• _What is being asked_
Rewrite the entries from the line containing "For the benchmark, indicate the red ribbon" through the line containing "point(40, 285)", inclusive, with "white dots" replaced by "white polka dots" and everything else unchanged. Omit the pictures from your answer.

• _Data section_
:::

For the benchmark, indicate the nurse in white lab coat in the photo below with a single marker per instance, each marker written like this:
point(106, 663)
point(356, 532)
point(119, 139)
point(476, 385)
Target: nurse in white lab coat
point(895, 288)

:::

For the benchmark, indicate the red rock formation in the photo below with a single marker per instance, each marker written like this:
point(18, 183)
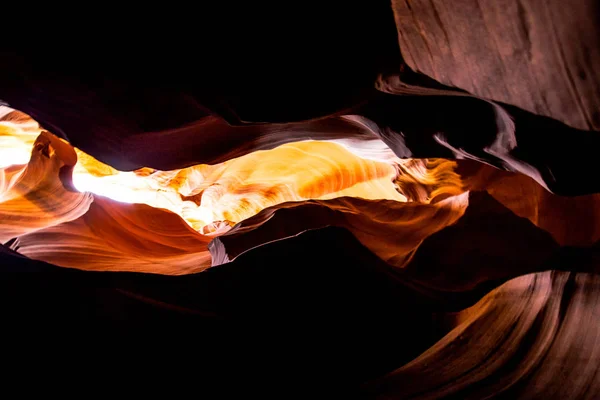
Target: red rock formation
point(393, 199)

:::

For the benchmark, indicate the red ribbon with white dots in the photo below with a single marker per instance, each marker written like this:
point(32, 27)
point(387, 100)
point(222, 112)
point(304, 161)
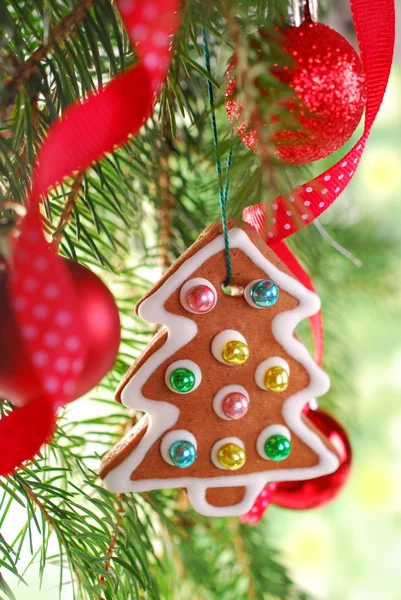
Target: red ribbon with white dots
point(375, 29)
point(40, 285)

:::

• _Result of this exercise_
For the benchmark, indicate the red ribbon with white polka dots in the photo below with a single marker per instance, each marker written like this:
point(32, 27)
point(387, 100)
point(222, 112)
point(304, 161)
Target: red ribbon with white polka dots
point(375, 29)
point(40, 285)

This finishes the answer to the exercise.